● **Data supplied**:
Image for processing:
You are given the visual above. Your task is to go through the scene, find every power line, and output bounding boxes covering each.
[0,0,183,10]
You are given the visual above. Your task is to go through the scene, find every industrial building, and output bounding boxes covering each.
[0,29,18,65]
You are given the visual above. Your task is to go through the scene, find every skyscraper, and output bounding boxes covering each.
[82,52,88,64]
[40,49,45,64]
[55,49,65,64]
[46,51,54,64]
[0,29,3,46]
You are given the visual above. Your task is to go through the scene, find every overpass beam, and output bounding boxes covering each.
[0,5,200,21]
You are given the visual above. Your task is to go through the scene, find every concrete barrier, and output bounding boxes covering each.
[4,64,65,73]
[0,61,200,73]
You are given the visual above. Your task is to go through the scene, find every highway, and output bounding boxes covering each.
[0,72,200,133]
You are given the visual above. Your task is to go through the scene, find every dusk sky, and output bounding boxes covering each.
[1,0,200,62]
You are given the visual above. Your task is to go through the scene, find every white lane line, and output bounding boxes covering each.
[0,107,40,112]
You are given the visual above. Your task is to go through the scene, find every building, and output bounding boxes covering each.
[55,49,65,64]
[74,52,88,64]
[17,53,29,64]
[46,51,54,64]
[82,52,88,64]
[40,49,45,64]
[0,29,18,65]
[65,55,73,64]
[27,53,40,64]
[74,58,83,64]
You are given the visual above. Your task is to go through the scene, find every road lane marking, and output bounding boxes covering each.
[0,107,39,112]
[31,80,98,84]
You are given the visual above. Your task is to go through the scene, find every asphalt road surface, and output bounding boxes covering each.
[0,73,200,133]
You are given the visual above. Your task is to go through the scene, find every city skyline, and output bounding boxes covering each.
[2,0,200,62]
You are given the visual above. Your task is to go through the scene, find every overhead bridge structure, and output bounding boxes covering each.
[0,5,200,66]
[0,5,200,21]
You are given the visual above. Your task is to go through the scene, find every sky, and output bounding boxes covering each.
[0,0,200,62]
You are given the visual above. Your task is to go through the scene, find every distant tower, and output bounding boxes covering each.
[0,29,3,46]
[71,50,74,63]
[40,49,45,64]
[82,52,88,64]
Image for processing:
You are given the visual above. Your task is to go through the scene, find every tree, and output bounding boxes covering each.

● **What is needed**: Reproduce word for word the lines of the material above, from the line containing "every building, and output bounding boxes covering each." up to and including the line containing "[74,58,83,64]".

● **Task output**:
You are given the visual above. Your task is to go through the scene, find every building, and output bounding boxes covering each.
[55,49,65,64]
[74,52,88,64]
[17,53,29,64]
[46,51,54,64]
[82,52,88,64]
[40,49,45,64]
[0,29,18,65]
[65,55,73,64]
[27,53,40,64]
[74,58,83,64]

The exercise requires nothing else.